→ Task prompt
Copy out every line of the material below verbatim, leaving each character, number and line break unchanged.

•••••

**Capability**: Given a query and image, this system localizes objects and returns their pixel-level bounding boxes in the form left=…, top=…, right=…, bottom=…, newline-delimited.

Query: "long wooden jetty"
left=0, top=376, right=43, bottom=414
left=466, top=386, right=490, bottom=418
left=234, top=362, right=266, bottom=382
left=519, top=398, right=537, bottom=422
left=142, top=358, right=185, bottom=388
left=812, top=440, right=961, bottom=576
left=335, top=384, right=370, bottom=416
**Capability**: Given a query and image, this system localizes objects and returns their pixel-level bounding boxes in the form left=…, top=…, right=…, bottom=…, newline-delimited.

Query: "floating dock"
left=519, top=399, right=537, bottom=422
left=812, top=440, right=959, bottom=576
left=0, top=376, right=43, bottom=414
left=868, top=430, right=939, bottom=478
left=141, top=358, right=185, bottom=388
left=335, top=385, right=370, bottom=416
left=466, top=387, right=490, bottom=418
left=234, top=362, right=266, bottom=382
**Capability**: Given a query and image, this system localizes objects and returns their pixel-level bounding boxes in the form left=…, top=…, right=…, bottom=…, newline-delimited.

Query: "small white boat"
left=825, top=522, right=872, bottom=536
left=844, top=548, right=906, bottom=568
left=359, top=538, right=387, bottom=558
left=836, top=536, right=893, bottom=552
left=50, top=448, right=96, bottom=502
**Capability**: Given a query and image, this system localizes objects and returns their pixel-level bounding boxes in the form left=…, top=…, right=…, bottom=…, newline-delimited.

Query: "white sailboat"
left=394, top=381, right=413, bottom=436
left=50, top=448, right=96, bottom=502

•••••

→ The response
**Capability**: Given a query and image, this system localizes objects and returns their pixel-level bounding boxes in the form left=…, top=…, right=…, bottom=…, newline-delimited.

Query: "long wooden jetty"
left=0, top=376, right=43, bottom=414
left=466, top=386, right=490, bottom=418
left=234, top=362, right=266, bottom=382
left=519, top=398, right=537, bottom=422
left=142, top=358, right=185, bottom=388
left=812, top=440, right=961, bottom=576
left=335, top=384, right=370, bottom=416
**Capability**: Given a query and image, this system localizes objects and returns their pixel-level bounding boxes in the form left=…, top=…, right=…, bottom=…, newline-delimited.

Query: "floating dock"
left=519, top=399, right=537, bottom=422
left=812, top=440, right=959, bottom=576
left=0, top=376, right=43, bottom=414
left=868, top=430, right=939, bottom=478
left=141, top=358, right=185, bottom=388
left=335, top=385, right=370, bottom=416
left=466, top=387, right=490, bottom=418
left=234, top=362, right=266, bottom=382
**Capability**: Given a query and image, this system localizes objects and returns their pixel-level bounding boxes in the form left=…, top=…, right=…, bottom=…, newline-delimited.

Query: "small white boat"
left=825, top=522, right=872, bottom=536
left=844, top=548, right=906, bottom=568
left=359, top=538, right=387, bottom=558
left=836, top=536, right=893, bottom=552
left=50, top=448, right=96, bottom=502
**Capability**: Given a query and image, this system localizes objects and returns their pixel-level bounding boxes in the form left=…, top=…, right=…, bottom=…, newline-delimited.

Query: "white sailboat"
left=394, top=381, right=413, bottom=436
left=50, top=448, right=96, bottom=502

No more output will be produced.